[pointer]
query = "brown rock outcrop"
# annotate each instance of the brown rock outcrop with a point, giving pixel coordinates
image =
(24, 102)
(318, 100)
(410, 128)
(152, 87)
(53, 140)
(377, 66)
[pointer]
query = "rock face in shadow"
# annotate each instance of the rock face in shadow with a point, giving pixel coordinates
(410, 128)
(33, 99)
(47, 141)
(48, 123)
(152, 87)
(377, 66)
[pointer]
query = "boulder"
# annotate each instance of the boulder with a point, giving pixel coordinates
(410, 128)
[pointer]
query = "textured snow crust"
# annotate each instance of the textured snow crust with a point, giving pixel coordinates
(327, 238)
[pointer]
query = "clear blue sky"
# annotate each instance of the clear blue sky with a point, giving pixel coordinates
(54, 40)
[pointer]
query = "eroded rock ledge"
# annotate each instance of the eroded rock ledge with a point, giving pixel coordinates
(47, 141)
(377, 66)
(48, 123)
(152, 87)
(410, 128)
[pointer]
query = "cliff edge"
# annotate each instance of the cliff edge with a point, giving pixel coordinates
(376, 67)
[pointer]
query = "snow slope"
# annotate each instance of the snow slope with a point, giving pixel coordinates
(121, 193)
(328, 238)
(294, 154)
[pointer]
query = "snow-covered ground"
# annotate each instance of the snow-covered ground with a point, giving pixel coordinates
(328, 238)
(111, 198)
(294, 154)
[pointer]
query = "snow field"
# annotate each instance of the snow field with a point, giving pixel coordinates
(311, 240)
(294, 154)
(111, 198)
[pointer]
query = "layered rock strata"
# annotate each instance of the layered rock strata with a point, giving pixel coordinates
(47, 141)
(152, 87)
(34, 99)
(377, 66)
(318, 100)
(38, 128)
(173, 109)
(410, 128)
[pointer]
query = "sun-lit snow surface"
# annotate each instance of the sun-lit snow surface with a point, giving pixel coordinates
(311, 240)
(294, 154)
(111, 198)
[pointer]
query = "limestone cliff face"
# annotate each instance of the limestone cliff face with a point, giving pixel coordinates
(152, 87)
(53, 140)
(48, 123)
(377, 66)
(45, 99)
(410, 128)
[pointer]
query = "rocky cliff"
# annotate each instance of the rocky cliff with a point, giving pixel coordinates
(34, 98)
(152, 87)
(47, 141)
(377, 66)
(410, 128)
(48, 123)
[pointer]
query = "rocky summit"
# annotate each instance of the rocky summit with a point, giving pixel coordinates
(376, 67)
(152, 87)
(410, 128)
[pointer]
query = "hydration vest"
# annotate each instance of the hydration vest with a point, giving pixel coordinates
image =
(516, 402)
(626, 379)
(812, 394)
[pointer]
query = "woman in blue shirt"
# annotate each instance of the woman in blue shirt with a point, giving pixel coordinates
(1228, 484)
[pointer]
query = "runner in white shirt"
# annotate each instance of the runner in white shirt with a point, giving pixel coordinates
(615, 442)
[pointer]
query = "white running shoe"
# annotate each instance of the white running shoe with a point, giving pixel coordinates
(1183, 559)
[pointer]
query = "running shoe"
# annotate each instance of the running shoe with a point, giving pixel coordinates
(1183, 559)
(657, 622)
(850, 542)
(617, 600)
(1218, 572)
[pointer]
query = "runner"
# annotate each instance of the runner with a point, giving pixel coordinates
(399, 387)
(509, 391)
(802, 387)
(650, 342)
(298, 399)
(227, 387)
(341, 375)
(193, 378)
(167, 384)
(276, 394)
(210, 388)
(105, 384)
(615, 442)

▸ **WORK INSTRUCTIONS**:
Restate the records, all of them, precisely as written.

▸ **RESPONSE TO THE EXERCISE**:
[pointer]
query = "brown rock outcrop"
# annotate each instance of the brown rock outcrop with a point, giving pixel coordinates
image =
(24, 102)
(318, 100)
(410, 128)
(152, 87)
(53, 140)
(377, 66)
[pointer]
query = "rock face in shadow"
# annotate each instance of the rock face in shadow with a point, giving pixel coordinates
(410, 128)
(33, 99)
(47, 141)
(48, 123)
(152, 87)
(377, 66)
[pointer]
query = "boulder"
# annotate each instance of the boulder with a point, giving pixel coordinates
(410, 128)
[pointer]
query = "textured snow crust"
# annotate each instance of the textured snow crust with a point, giving pixel coordinates
(327, 238)
[pointer]
query = "clear blue sky"
# annotate each instance of the clear blue sky with a point, giving pixel coordinates
(54, 40)
[pointer]
query = "eroded rock ledge"
# annotate each instance of the eroded rock ledge with a point, giving pixel coordinates
(47, 141)
(377, 66)
(48, 123)
(152, 87)
(410, 128)
[pointer]
query = "cliff edge"
# annotate each instance of the cliff edge with a point, giving pixel coordinates
(376, 67)
[pointer]
query = "snow slope"
# annotate each instance of the snow slope with a point, giving pixel coordinates
(121, 193)
(328, 238)
(294, 154)
[pointer]
query = "snow-covered ground"
# annotate each instance of the snow-covered ground with a point, giving pixel coordinates
(328, 238)
(111, 198)
(294, 154)
[pointer]
query = "snow field"
# annotate each instance of the snow field with a point, giving pixel coordinates
(311, 240)
(294, 154)
(111, 198)
[pointer]
query = "layered rock strata"
# annotate each instance of the layered rock strata with a point, giving pixel coordinates
(47, 141)
(152, 87)
(34, 99)
(377, 66)
(318, 100)
(38, 128)
(173, 109)
(410, 128)
[pointer]
query = "sun-lit snow surface"
# annotate each instance of the sun-lit snow surface with a point, giving pixel coordinates
(311, 240)
(294, 154)
(111, 198)
[pointer]
query = "limestone cliff face"
# annotate each instance of the limestone cliff face with a point, giving pixel coordinates
(152, 87)
(53, 140)
(48, 123)
(377, 66)
(45, 99)
(410, 128)
[pointer]
query = "rocky cliff"
# annotate each instance of the rocky cliff with a point, giving pixel coordinates
(34, 98)
(152, 87)
(47, 141)
(377, 66)
(410, 128)
(48, 123)
[pointer]
query = "rocky summit"
# annotate each instance of the rocky summit with a point, giving pixel coordinates
(376, 67)
(152, 87)
(410, 128)
[pointer]
query = "hydration vest"
# annotate each instance of the hydration vest with a point, giving pixel coordinates
image =
(516, 402)
(626, 379)
(812, 394)
[pointer]
query = "woman in blue shirt"
# annotate each instance of the woman in blue shirt with a point, giving pixel coordinates
(1228, 484)
[pointer]
query = "runner in white shirt"
# annotate each instance of the runner in white shirt with a point, giving pixel coordinates
(615, 442)
[pointer]
query = "white running shoe"
# annotate each instance of the white running shoe with a point, giving pixel coordinates
(1183, 559)
[pointer]
query = "running shoe"
# annotate each instance of the running shoe with a point, giving pixel coordinates
(1183, 559)
(657, 622)
(850, 542)
(617, 600)
(1218, 572)
[pointer]
query = "runner"
# annotate each instance of the runner with a point, giving pixel coordinates
(399, 387)
(509, 391)
(802, 387)
(650, 342)
(298, 399)
(227, 387)
(341, 375)
(193, 378)
(167, 384)
(276, 394)
(210, 388)
(105, 384)
(615, 442)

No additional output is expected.